Top of EXERCISE PASSAGE

Morococha is located high up in the Andes, some 4,500 meters above sea level in Central Peru. It was founded over one hundred years ago as a mining town. The idea of developing the Toromocho project was generally welcomed when it was proposed in 2006 as it was presented as an opportunity for progress, employment and improvements in the quality of life. The project would result in transforming local mining, from the far more perilous underground variant to the much safer open pit strategy that would, however, ultimately result in the demolition of the town.

New Morococha desolated

A desolate street in New Morococha | Source: Rael Mora

Four years after New Morococha was founded, most residents denounce Chinalco for not following through with their promises of providing jobs to the people and installing the mining camp near the town.

Rosemary Poma moved from Morococha to New Morococha two years ago. “Before there was business," she told Gran Angular. "You could sell coffee and pancakes or wash clothes and it would be fine. But now it's not like that here. There are no people. It's like a ghost city.”

Bottom of EXERCISE PASSAGE
Top of DATASET

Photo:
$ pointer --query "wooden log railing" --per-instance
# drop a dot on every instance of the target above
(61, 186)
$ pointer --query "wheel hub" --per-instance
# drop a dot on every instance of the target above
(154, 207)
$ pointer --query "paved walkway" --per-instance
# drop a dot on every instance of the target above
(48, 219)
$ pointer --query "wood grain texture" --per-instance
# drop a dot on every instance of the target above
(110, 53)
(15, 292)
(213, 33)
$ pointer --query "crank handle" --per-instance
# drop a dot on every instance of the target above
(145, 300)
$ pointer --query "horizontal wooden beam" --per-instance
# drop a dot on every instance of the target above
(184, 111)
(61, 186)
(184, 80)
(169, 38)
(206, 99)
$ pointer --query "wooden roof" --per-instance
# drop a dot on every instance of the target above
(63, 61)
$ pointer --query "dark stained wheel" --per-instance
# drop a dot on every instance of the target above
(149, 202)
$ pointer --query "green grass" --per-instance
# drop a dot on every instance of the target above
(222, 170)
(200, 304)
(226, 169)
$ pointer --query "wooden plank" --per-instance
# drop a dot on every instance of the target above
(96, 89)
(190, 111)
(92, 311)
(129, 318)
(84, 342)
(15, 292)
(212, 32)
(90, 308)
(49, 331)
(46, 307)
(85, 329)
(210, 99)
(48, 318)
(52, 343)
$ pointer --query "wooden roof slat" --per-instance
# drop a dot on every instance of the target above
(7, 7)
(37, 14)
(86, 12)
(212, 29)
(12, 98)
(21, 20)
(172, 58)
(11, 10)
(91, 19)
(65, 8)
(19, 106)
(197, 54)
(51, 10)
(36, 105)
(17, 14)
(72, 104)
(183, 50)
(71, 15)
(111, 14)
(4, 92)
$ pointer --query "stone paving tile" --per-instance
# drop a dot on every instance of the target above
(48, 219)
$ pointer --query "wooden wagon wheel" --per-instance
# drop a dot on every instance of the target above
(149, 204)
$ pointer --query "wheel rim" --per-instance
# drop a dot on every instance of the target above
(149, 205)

Bottom of DATASET

EXERCISE SET →
A - In the passage about Morococha, in what year was the Toromocho project proposed?
B - Repeat the part of the Morococha passage starting with "Four years after" and going on through "near the town.".

ANSWERS BELOW →
A - 2006

B -
Four years after New Morococha was founded, most residents denounce Chinalco for not following through with their promises of providing jobs to the people and installing the mining camp near the town.